_What you are asked to do:_ Continue the passage on India's unrecorded layoffs from the point where it stops.
>> begin Passage
India has no first step, so the sequence never begins. No report means no early-warning signal for policy, no severance benchmarks, no evidence base when the labour codes are next debated, and, at the level of one person's life, no state that even knows they need anything. The professional pushed into a mutual separation falls out of every system at once: off the payroll, outside the worker definition, invisible to the labour department, absent from any statistic. The laid-off American at least knows tens of thousands received the same message. The Indian professional signs the NDA, owns the resignation letter, and is left to believe they alone failed.
One irony is heading this way. Former Amazon employees told CNBC that as the company cuts in America, it is hiring in India, at a fraction of Seattle cost. The jobs leaving the world's most documented layoff regime are arriving where their eventual elimination will leave no trace, and no help will follow, because no one will have been told.
>> end Passage
>> begin Listed entries
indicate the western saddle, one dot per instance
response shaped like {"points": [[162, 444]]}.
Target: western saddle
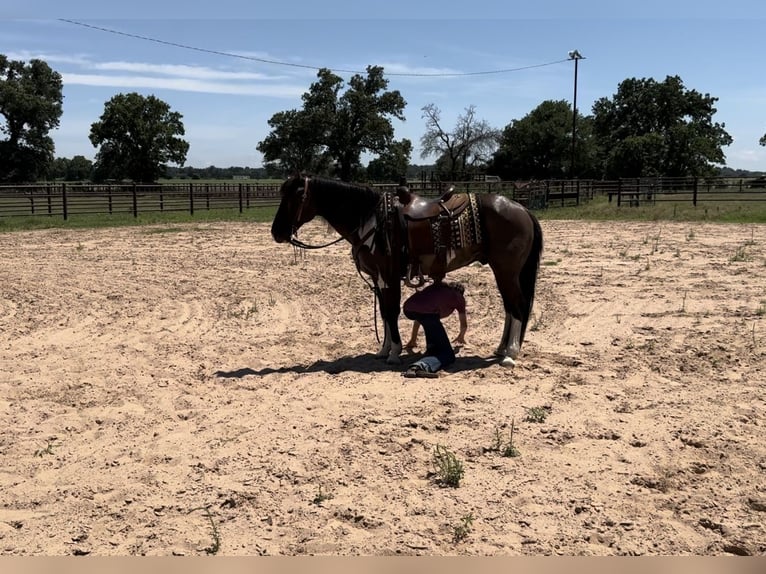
{"points": [[433, 227]]}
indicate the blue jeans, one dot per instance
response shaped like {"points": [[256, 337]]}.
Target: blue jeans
{"points": [[437, 341]]}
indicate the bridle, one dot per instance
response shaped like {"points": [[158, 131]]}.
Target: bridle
{"points": [[295, 242], [294, 236]]}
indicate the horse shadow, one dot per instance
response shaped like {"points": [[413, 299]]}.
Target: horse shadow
{"points": [[366, 363]]}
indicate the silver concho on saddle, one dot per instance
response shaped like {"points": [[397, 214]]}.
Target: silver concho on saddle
{"points": [[435, 229]]}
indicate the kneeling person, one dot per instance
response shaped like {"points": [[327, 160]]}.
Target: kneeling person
{"points": [[428, 307]]}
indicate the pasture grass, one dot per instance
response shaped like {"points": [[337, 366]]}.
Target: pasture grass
{"points": [[93, 221], [600, 209]]}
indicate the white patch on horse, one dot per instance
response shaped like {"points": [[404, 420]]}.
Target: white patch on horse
{"points": [[367, 230]]}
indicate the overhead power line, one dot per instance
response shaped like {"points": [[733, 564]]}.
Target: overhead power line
{"points": [[305, 66]]}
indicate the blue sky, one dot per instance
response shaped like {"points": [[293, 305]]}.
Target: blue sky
{"points": [[226, 100]]}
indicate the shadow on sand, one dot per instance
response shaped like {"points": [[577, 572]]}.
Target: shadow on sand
{"points": [[366, 363]]}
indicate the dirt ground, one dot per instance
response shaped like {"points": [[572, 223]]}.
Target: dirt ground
{"points": [[197, 389]]}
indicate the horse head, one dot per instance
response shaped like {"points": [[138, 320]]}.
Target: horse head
{"points": [[295, 208]]}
>> end Listed entries
_Task result:_
We tried to count. Under the present system, nobody can. Wocult intends to keep trying.
Sources
- CNBC, 'Burnout, frustration and heartbreak: Amazon layoffs take their toll in saturated job market', 11 July 2026
- ETTech reporting of TeamLease and CIEL HR Services estimates on India IT job cuts, 2026
- Company quarterly fact sheets and annual filings, TCS, Infosys, HCLTech, Wipro, Tech Mahindra, FY26 (to be re-verified before publication)
- Rajya Sabha, reply of the Minister of Labour and Employment on layoffs in IT and related sectors, December 2022
- Industrial Relations Code, 2020, and Industrial Disputes Act, 1947
- Karnataka High Court jurisprudence on software engineers as workmen (citation to be confirmed in legal review)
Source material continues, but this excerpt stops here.